* _Exercise aim_
Turn all of the records below into a two-column CSV with the headers label_text and coordinates. Make one row per record, put each field in double quotes, replace line breaks with spaces, and leave out the pictures.

--- BEGIN Entries provided ---

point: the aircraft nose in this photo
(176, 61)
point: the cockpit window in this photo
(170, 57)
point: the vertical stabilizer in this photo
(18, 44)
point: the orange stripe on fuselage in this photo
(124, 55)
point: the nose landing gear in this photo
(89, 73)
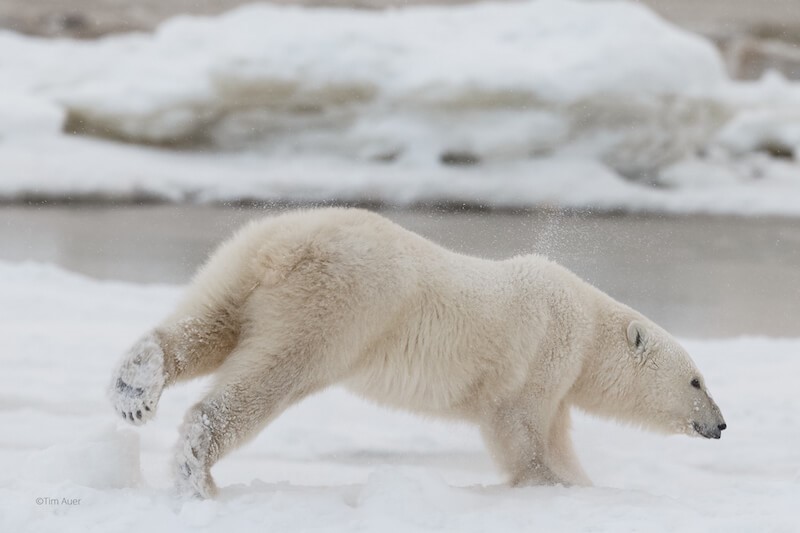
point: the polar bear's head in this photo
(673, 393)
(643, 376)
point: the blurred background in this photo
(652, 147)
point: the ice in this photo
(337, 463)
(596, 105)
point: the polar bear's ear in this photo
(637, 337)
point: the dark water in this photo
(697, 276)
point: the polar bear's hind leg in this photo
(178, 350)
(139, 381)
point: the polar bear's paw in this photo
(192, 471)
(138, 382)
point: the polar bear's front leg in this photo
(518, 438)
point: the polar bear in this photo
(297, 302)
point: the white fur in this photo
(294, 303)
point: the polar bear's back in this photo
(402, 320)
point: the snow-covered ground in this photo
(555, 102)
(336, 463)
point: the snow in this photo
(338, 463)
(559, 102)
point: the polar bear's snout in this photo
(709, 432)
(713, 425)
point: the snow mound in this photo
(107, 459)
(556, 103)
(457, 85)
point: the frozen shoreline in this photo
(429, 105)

--- END Entries provided ---

* _Solution to the problem_
label_text,coordinates
"point: the aircraft nose in this photo","(176, 61)"
"point: the cockpit window in this photo","(170, 57)"
"point: the vertical stabilizer in this photo","(18, 44)"
"point: the orange stripe on fuselage in this photo","(124, 55)"
"point: the nose landing gear in this photo","(89, 73)"
"point: the polar bear's head in this photo","(673, 393) (643, 376)"
"point: the blurred background in this photo","(652, 147)"
"point: the ice in this photo","(337, 463) (596, 105)"
"point: the polar bear's ear in this photo","(637, 337)"
"point: the dark water in this photo","(697, 276)"
"point: the polar bear's hind leg in this photo","(178, 350) (139, 381)"
"point: the polar bear's paw in this photo","(192, 471) (138, 382)"
"point: the polar bear's front leg in this photo","(518, 438)"
"point: the polar bear in this photo","(297, 302)"
"point: the white fur in this photo","(294, 303)"
"point: the polar bear's back in this photo","(402, 320)"
"point: the snow-covered ground in this photo","(555, 102) (336, 463)"
"point: the snow in this photo","(338, 463) (559, 102)"
"point: the polar bear's snout in this photo","(709, 432) (713, 425)"
"point: the snow mound in this photo","(107, 459) (556, 103) (457, 85)"
"point: the frozen shoreline in this photo","(429, 105)"